━━━━━ Dataset content ━━━━━

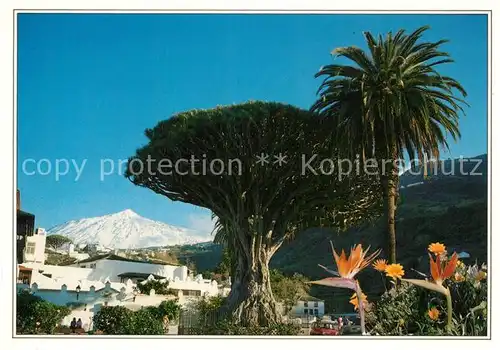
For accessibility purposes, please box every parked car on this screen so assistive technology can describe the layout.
[309,320,340,335]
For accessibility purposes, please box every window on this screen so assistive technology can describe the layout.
[26,242,36,254]
[182,290,201,297]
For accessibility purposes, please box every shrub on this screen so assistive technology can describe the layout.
[366,265,487,336]
[16,291,70,334]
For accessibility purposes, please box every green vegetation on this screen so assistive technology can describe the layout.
[45,235,73,249]
[45,252,76,266]
[368,265,488,336]
[94,300,180,335]
[170,173,488,313]
[16,291,70,334]
[312,26,466,263]
[271,269,310,313]
[126,102,381,326]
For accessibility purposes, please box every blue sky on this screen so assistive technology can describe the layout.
[17,14,487,229]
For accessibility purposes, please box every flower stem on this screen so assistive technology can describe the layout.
[446,288,453,332]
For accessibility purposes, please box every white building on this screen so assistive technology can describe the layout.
[23,228,46,264]
[290,296,325,317]
[17,254,228,330]
[71,254,189,282]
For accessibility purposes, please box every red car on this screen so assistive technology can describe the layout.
[309,321,340,335]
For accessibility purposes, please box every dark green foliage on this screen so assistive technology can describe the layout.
[45,252,76,266]
[367,262,487,336]
[94,300,180,335]
[16,291,70,334]
[94,306,133,335]
[137,280,172,295]
[126,102,381,252]
[184,296,300,335]
[270,269,310,312]
[191,320,300,336]
[66,301,85,310]
[45,235,73,249]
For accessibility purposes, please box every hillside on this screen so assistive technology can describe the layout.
[178,155,487,311]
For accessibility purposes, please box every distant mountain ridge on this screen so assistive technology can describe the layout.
[47,209,211,249]
[399,154,488,186]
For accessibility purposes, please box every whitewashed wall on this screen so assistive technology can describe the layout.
[73,259,188,282]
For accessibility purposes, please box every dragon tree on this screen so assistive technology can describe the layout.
[126,102,382,326]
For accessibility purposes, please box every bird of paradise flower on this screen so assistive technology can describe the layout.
[309,241,380,335]
[386,243,458,329]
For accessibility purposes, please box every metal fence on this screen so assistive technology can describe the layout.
[178,310,318,335]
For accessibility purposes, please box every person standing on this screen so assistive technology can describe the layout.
[69,317,76,333]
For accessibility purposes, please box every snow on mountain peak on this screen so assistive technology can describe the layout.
[47,209,212,249]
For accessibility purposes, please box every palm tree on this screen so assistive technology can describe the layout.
[311,26,466,263]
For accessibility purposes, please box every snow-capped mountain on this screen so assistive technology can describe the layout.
[47,209,212,249]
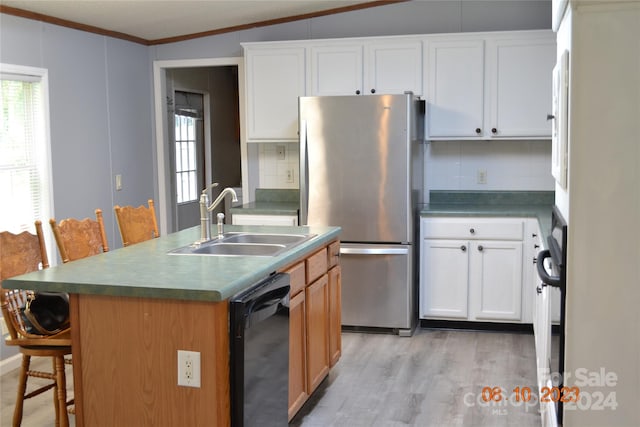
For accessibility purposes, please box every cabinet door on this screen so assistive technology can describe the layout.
[485,36,556,138]
[420,239,469,319]
[245,47,305,141]
[305,274,329,394]
[329,265,342,367]
[309,45,362,96]
[427,40,484,138]
[289,291,309,420]
[364,41,423,95]
[469,241,522,321]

━━━━━

Your task: Please rescale the lines from the line with "For accessibility purposes, please box every snow on" to the line with "[311,26,466,263]", giving all of them again with the wording lines unchanged. Multiply each bounding-box coordinate by 0.75 and round it to a whole number, with halves rounded up.

Result:
For accessibility purposes, please box every snow on mountain peak on this screen so assistive technology can describe the layout.
[35,157,159,187]
For accessibility purposes, please box every palm tree on this screen so assistive technology can describe the layout.
[233,20,350,197]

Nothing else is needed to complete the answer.